-- Stated problem A --
Translate into Italian this sentence from the passage on Crema: "Thus began the dominion of the Serenissima, destined to last until 1797."
-- Stated problem B --
Reproduce the portion of the passage on Crema starting at "In 1361 the" and ending at "of administrative autonomy.", without changing any wording.

-- Provided text --
********

Of this tragic moment, we remember the episode of the ‘Cremaschi hostages’: the emperor had the citizens of Cremaschi taken prisoner tied to the war machines and approached the city walls, hoping that the besieged would surrender instead of hitting their fellow citizens. Unexpectedly, however, the hostages themselves were incited to continue the attack against Barbarossa, thus causing the death of many.
The reconstruction of the city was possible only after 1185 by the concession of Barbarossa. The following century was very prosperous economically; defensive works were carried out (including the walls and the castle of Porta Serio) and the Duomo was rebuilt in its new Gothic guise (1284-1341).
In 1361 the city was hit by the plague epidemic, which devastated the city. On this occasion began the devotion of Crema’s to St. Pantaleon, invoked to free the city from illness and from that moment venerated as patron saint of the city, on June 10, the day on which, as tradition dictates, the epidemic ended.
Meanwhile, the rivalry between Milan and Venice soured; The Venetians besieged the city in 1449. Thus began the dominion of the Serenissima, destined to last until 1797.
The dominion of Venice over Crema determined a period of peace and wealth; above all, considering its strategic position, the city was granted a good degree of administrative autonomy.
The dominion of the Serenissima ended with the Napoleonic wars and Napoleon decreed the municipality, first called the Republic of Crema, then absorbed after only two months in the much larger Cisalpine Republic.
Subsequently, Crema follows the historical events of unitary Italy. The new government aggregates the Cremasco to the territory of the Province of Cremona, a situation that continues to this day.
Top 10 things to do in Crema Italy and nearby
- Duomo Square
- The Cathedral
- The gates of the city
- San Domenico and Austro-Hungarian Market
- Terni de’ Gregori Palace
- The St. Augustine
- Benzoni Palace
- Santa Maria delle Grazie
- Basilica of Santa Maria della Croce
- The pond of Riflessi
The square winds U-shaped around the Cathedral and all the buildings that surround it on the sides are arcaded. Here is the heart of the city and its living room. Here the main streets that cut it in two intersect: via Matteotti from North to South and Via Mazzini/Via XX Settembre from East to West. At the ends of these two streets, which look like a single long road cut in half by the Torrazzo, are the two surviving city gates: Porta Serio and Porta Ombriano.
The square is entirely fifteenth-century, Venetian and absolutely homogeneous in style. If you turn your back on the Cathedral you have in front of you the Palazzo del Comune, with the Torrazzo arch, and on the right the Palazzo Pretorio with a large vaulted underpass and the lion of the Serenissima that dominates the wall of the tower. Next to the Duomo is the Bishop’s Palace.
On the southern side the square is closed by a series of porticoed houses between which there are narrow covered passages very narrow, residues of the ancient accesses to the fortified nucleus. Welcome to the living room of the city! You will find outdoor tables where you can sit down to have breakfast, enjoy an ice cream and enjoy an aperitif. Thanks to the city’s pleasant climate almost all year round, it is possible to stay in the dehors of the square.

********

-- Supplied material --
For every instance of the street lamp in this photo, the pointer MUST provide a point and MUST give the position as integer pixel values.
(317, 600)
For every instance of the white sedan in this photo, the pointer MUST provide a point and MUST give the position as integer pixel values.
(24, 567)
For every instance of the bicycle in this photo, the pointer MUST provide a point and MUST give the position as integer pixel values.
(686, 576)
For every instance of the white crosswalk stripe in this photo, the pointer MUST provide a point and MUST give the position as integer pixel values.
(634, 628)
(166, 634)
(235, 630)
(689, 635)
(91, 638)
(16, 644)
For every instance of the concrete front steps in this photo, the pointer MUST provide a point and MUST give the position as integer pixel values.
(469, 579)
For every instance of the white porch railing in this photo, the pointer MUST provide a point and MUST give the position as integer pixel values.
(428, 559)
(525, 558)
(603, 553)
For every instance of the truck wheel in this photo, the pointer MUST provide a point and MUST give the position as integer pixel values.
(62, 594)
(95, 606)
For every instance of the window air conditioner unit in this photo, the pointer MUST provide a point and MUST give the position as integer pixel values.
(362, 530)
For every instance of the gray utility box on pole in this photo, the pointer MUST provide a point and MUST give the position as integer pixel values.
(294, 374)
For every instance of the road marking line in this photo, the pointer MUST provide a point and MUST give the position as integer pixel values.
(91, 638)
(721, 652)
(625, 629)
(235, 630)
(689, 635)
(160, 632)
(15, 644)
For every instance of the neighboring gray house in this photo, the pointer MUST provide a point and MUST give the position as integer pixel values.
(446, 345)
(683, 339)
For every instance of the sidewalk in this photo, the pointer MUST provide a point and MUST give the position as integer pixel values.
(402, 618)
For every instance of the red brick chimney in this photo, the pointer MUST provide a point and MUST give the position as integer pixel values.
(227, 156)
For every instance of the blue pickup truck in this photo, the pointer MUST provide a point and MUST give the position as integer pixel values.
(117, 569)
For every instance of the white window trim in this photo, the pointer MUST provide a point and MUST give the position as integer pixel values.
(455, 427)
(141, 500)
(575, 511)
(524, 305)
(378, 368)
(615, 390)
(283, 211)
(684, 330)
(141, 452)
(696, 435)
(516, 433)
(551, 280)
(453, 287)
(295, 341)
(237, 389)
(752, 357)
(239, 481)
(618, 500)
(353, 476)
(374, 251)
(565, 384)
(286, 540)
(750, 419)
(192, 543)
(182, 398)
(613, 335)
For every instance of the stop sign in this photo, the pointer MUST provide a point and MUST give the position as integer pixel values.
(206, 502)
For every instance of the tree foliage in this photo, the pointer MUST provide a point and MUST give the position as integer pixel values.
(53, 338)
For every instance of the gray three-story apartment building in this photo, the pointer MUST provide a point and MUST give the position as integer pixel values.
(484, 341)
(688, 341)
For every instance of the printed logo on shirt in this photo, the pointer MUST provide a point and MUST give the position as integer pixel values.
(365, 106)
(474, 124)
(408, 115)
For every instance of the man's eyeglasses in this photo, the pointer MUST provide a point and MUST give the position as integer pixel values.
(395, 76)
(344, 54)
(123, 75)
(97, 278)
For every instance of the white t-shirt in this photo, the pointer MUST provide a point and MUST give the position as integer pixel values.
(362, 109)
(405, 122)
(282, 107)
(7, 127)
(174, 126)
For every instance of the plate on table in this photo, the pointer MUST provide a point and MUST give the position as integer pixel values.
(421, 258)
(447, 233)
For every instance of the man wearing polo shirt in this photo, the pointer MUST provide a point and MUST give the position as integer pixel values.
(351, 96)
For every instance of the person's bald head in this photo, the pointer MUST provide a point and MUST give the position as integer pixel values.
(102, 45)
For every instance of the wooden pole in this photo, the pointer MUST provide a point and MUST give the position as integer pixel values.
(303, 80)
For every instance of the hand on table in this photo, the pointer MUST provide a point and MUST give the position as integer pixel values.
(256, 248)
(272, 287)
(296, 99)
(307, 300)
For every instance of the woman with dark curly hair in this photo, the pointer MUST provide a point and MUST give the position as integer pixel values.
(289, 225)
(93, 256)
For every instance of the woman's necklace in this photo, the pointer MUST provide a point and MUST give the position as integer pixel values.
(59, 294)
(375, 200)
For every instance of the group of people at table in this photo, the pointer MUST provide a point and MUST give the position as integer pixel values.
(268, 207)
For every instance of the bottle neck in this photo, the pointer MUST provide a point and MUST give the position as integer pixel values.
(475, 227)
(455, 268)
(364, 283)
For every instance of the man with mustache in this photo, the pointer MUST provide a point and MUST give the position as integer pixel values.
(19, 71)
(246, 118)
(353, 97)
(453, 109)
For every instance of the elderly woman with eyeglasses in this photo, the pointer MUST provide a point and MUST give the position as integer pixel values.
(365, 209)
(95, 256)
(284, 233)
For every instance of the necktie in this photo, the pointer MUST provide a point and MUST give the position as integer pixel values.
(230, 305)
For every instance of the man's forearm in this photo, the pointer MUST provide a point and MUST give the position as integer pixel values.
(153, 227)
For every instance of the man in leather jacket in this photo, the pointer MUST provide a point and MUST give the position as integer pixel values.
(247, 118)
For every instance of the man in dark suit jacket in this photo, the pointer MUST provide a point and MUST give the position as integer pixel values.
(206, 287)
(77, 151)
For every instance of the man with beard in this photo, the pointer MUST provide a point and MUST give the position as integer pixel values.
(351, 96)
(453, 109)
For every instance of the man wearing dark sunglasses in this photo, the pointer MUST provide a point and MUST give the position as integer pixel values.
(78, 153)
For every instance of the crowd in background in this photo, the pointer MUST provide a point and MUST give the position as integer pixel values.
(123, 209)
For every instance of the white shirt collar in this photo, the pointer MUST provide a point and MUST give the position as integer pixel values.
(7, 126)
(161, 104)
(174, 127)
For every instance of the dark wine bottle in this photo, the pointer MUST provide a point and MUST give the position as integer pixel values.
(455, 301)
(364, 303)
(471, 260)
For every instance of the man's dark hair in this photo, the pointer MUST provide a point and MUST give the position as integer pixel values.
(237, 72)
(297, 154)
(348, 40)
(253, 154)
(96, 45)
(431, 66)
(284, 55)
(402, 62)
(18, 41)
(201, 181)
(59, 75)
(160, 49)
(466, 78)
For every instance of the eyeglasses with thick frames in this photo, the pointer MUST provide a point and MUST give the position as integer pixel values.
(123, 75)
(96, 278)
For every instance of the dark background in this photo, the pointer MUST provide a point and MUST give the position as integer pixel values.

********

-- Task output A --
Iniziò così il dominio della Serenissima, destinato a durare fino al 1797.

-- Task output B --
In 1361 the city was hit by the plague epidemic, which devastated the city. On this occasion began the devotion of Crema’s to St. Pantaleon, invoked to free the city from illness and from that moment venerated as patron saint of the city, on June 10, the day on which, as tradition dictates, the epidemic ended.
Meanwhile, the rivalry between Milan and Venice soured; The Venetians besieged the city in 1449. Thus began the dominion of the Serenissima, destined to last until 1797.
The dominion of Venice over Crema determined a period of peace and wealth; above all, considering its strategic position, the city was granted a good degree of administrative autonomy.